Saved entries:
· · · ·
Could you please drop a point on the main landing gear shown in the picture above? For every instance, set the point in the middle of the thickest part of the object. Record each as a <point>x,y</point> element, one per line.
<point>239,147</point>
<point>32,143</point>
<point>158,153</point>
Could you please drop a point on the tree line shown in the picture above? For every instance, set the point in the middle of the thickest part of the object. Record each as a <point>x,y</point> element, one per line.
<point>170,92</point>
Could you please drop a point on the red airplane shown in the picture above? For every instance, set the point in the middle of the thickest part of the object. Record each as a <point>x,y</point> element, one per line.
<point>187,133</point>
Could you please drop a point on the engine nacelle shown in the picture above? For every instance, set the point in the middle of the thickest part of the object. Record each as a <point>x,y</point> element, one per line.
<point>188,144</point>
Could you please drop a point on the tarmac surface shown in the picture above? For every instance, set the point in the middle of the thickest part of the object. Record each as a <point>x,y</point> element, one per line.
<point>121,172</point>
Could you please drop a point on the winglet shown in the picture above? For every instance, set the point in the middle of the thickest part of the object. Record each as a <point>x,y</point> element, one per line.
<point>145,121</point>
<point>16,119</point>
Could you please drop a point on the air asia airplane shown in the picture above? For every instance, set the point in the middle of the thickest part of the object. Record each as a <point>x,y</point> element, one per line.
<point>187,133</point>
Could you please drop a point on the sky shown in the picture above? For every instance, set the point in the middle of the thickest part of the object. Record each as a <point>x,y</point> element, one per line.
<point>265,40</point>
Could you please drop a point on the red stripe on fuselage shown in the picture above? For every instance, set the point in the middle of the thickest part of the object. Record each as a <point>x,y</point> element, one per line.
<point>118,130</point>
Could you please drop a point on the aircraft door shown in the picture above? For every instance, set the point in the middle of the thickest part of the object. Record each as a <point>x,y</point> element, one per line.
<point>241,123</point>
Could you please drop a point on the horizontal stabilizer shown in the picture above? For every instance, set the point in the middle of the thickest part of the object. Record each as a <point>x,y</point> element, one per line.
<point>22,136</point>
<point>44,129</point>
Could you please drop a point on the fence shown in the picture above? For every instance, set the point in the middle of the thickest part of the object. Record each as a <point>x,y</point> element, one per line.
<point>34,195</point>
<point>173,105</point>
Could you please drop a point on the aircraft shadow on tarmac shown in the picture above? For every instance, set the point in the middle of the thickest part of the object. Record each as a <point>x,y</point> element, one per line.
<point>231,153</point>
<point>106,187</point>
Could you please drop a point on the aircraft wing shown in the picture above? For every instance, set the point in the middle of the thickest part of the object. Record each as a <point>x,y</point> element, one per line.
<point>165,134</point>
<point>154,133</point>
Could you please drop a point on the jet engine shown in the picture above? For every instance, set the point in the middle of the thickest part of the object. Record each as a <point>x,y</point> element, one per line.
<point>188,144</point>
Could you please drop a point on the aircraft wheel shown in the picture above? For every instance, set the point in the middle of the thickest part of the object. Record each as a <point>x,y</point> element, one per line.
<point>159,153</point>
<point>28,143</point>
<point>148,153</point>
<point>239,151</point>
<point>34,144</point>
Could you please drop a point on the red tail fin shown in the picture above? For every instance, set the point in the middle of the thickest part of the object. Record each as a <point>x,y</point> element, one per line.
· · · ·
__What is being asked__.
Set down every record above exactly as written.

__Exercise solution__.
Could you please drop a point on the main landing gear shown in the picture above? For every instance, set the point in the middle of the thickest part of the object. Record each as a <point>x,y</point> element, one per line.
<point>239,147</point>
<point>32,143</point>
<point>158,153</point>
Could you please drop a point on the tree line shown in the picture above? For every instance, set the point in the middle of the thickest part of the object. Record each as a <point>x,y</point> element, one per line.
<point>170,92</point>
Could you please drop a point on the red airplane shown in the picture above? For every instance, set the point in the middle of the thickest part of the object. Record each as a <point>x,y</point> element, one per line.
<point>187,133</point>
Could you please drop a point on the engine nacelle shown in the picture above? For every instance, set the point in the middle of the thickest part of the object. Record each as a <point>x,y</point> element, one per line.
<point>188,144</point>
Could you please drop a point on the tarmac surface shown in the picture above? For every instance, set the point in the middle of the thickest part of the object. Record each as a <point>x,y</point> element, one per line.
<point>121,172</point>
Could you please drop a point on the winglet shown in the picture above? For every instance, set the point in the middle of the thickest part of the object. Record each as a <point>x,y</point> element, one per line.
<point>145,121</point>
<point>16,119</point>
Could you please drop a point on the air asia airplane shown in the picture above? For every instance, set the point in the middle of the thickest part of the object. Record each as a <point>x,y</point> element, one per line.
<point>187,133</point>
Could you please drop a point on the sky shown in the picture above? For every instance, set the point in the middle of the thickest part of the object. Record each as a <point>x,y</point> element, one per line.
<point>265,40</point>
Could you please drop a point on the red stripe on fuselage shown in the picture above? For every instance, set the point in the middle of the thickest part of the object. Record each as a <point>x,y</point> element, one per line.
<point>118,130</point>
Could you please drop a point on the aircraft door shown in the picture above? For every instance, set the point in the middle of the thickest part of the object. Record each as a <point>x,y</point> element, one per line.
<point>241,123</point>
Could you please drop a point on the horizontal stabilizer shown in the picture above? For every instance, set the point in the middle of the thickest part of the object. Record each as a <point>x,y</point> element, one per line.
<point>22,136</point>
<point>44,129</point>
Could you please drop a point on the fence shown in the picture above? For every instance, set the point in the middle of the thickest part of the object. Record each as a <point>x,y</point> element, one per line.
<point>34,195</point>
<point>173,105</point>
Could you please drop a point on the aircraft shadow on tarmac shown in the picture above? For every instance, set the point in the middle of the thickest part of the object. Record each as a <point>x,y</point> element, one per line.
<point>231,153</point>
<point>106,187</point>
Could you please drop a point on the aircraft wing shown in the picture above? For every instance, set the point in the middle of the thickest part of the object. Record each as a <point>x,y</point> element, one per line.
<point>165,134</point>
<point>154,133</point>
Could you please drop a point on the jet engine shown in the picture above? For every instance, set the point in the middle of the thickest part of the object. Record each as a <point>x,y</point> element, one per line.
<point>188,144</point>
Could you please drop a point on the aircraft wheel shown in the picture above? For every instance, set the point in the middle of the thickest part of the object. Record each as a <point>x,y</point> element, one per line.
<point>159,153</point>
<point>28,143</point>
<point>148,153</point>
<point>239,151</point>
<point>34,144</point>
Could you please drop a point on the red tail fin shown in the picture above? For every instance, set the point in the middle of the thickest part of the object. Record each as a <point>x,y</point> element, one per line.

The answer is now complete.